PROBLEM TO SOLVE:
Precise copying is required. Return the data below in full.

[Point-per-instance localization data]
◆ ◆ ◆ ◆ ◆ ◆ ◆
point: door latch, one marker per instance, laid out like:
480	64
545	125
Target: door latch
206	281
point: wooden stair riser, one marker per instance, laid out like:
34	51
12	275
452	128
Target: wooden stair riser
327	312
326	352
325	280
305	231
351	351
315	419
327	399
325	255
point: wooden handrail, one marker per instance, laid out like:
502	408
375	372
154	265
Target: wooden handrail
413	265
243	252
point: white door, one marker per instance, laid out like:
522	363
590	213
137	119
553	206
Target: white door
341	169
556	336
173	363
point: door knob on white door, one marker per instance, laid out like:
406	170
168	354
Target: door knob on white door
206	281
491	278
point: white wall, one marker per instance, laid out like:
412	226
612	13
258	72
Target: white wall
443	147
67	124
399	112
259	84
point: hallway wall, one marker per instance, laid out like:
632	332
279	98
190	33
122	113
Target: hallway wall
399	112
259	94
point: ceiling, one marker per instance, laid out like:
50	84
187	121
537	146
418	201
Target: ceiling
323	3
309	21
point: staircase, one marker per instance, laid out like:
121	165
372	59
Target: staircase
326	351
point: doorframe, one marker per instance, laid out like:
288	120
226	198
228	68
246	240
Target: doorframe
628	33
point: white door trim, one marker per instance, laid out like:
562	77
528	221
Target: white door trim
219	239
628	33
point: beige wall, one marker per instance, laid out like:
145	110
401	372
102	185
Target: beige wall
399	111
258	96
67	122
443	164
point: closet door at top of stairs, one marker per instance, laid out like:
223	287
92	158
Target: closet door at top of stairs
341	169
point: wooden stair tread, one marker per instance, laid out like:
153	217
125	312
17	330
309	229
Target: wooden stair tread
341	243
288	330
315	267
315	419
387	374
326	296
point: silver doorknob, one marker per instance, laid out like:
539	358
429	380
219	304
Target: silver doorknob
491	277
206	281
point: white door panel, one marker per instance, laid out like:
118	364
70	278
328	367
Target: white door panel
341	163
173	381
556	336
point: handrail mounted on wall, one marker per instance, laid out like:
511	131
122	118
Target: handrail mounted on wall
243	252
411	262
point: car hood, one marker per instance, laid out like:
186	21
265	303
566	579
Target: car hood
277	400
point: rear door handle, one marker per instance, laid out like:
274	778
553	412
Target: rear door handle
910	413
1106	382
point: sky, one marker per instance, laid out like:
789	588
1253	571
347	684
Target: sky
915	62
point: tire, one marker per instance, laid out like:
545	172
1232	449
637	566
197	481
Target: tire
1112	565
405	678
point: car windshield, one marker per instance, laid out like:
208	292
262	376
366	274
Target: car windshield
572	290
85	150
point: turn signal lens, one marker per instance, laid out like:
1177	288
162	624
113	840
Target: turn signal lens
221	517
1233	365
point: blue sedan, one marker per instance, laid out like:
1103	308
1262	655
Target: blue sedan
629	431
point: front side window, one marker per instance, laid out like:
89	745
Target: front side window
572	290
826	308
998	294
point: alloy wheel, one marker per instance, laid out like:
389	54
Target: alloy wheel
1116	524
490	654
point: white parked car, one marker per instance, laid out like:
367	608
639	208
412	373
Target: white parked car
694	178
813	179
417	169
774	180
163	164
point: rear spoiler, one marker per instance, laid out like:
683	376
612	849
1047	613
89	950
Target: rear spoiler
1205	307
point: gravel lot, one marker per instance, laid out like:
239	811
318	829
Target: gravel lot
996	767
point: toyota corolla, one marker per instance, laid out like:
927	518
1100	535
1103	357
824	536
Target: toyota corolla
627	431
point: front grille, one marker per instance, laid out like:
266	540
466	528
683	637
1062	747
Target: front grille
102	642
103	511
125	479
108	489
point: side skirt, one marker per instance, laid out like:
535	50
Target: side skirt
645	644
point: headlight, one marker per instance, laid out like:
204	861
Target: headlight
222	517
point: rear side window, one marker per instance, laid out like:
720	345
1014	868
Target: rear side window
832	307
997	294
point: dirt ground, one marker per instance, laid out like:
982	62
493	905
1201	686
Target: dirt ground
◆ ◆ ◆ ◆ ◆ ◆ ◆
ANSWER TO THIS TASK:
point: door latch, one marker per instance, laid out like:
480	64
545	125
Target: door latch
206	281
point: wooden stair riser, one marker per instance, laid out like:
34	51
12	275
452	128
Target: wooden stair riser
327	312
326	352
325	280
305	231
351	351
315	419
327	399
325	255
point: wooden handrail, one marker per instance, laid out like:
502	408
375	372
154	265
Target: wooden handrail
413	265
243	252
point: white door, one marker per instance, laid out like:
522	363
590	213
137	119
553	206
Target: white door
341	169
556	336
173	363
point: door knob on white door, one marker per instance, laid out like:
406	170
168	354
Target: door knob on white door
206	281
491	278
point: white wall, one marker per instance, laid out like:
412	226
612	13
258	72
Target: white wall
443	147
67	124
399	112
259	84
point: hallway wall, one marker per instance, laid out like:
632	332
279	98
190	33
122	113
Target: hallway wall
399	112
259	94
point: ceiling, one marker per instance, laid out like:
50	84
187	121
537	146
418	201
Target: ceiling
323	3
309	21
point: staircase, one marker per instance, laid out like:
121	165
372	59
Target: staircase
326	351
point: doorframe, one marker per instance, laid out like:
288	120
226	198
228	68
246	240
Target: doorframe
628	33
point: white door trim, one marker per instance, laid out like:
562	77
528	221
Target: white door trim
219	239
628	33
point: beige wall, one marker per instance, laid out like:
145	110
401	372
102	185
Target: beige wall
399	111
258	96
67	122
443	164
point: closet door at top of stairs, one marker per instance, laid out like:
223	287
92	158
Target: closet door at top of stairs
341	169
point: wooden stair tread, one marker per instance, laid out like:
153	217
125	312
17	330
309	229
Target: wooden stair tread
341	243
288	330
315	267
315	419
387	374
326	296
point: silver doorknob, one marker per instance, laid out like:
539	358
429	380
219	304
Target: silver doorknob
491	277
206	281
point: white door panel, one marker per instance, laid out like:
118	364
70	278
328	367
Target: white door panel
341	163
173	381
556	336
point: handrail mounted on wall, one marker per instance, laid out like:
511	131
122	118
Target: handrail mounted on wall
243	252
411	262
point: car hood, one marker per instance, laid out like:
186	21
265	303
566	579
Target: car hood
277	400
point: rear door handle, one marker per instance, laid out like:
274	778
553	412
Target: rear door handle
910	413
1106	382
point: sky, one marker per instance, laid out like:
789	588
1253	571
347	684
Target: sky
915	62
point: tire, one marker per instance, laid out like:
545	172
1232	449
637	566
197	481
Target: tire
1112	565
405	678
point: car windshield, one marker per instance, laid out like:
208	292
262	376
366	274
Target: car windshield
572	290
85	150
point: turn signal lens, one marker per instance, laid out like:
1177	288
162	624
113	840
Target: turn signal lens
221	517
1233	365
point: blue sedan, one marker per instance, laid out like:
1103	308
1262	655
Target: blue sedan
629	431
point: front side window, one marker per instance, laid out like:
89	745
Target: front side window
572	290
826	308
998	294
point: alloy wheel, one marker per instance, laid out like:
389	54
Target: alloy wheel
1116	524
490	654
point: white parked car, one marker per instance, laid out like:
367	608
639	208
412	373
Target: white parked car
694	178
813	179
417	169
774	180
163	164
point: rear spoiler, one marker per instance, laid out like:
683	376
612	849
1047	613
89	950
Target: rear spoiler
1205	307
point: gravel lot, one marker per instance, laid out like:
239	811
318	829
Target: gravel lot
996	767
point: toyota corolla, one marker per instance, laid out like:
927	518
1100	535
1103	357
824	536
Target: toyota corolla
627	431
point: front grille, one marker per instance, laid out like:
266	540
466	528
683	637
1062	747
Target: front grille
102	642
103	511
125	479
108	489
point: side skirt, one marker per instance, laid out like:
535	50
Target: side skirt
645	644
point: headlight, one marker per instance, laid out like:
204	861
Target: headlight
222	517
point: rear side window, one marker per instance, laid out like:
720	345
1014	868
Target: rear side window
832	307
997	294
point: dirt ground, one marker per instance, laid out like:
982	62
493	905
1201	686
Target: dirt ground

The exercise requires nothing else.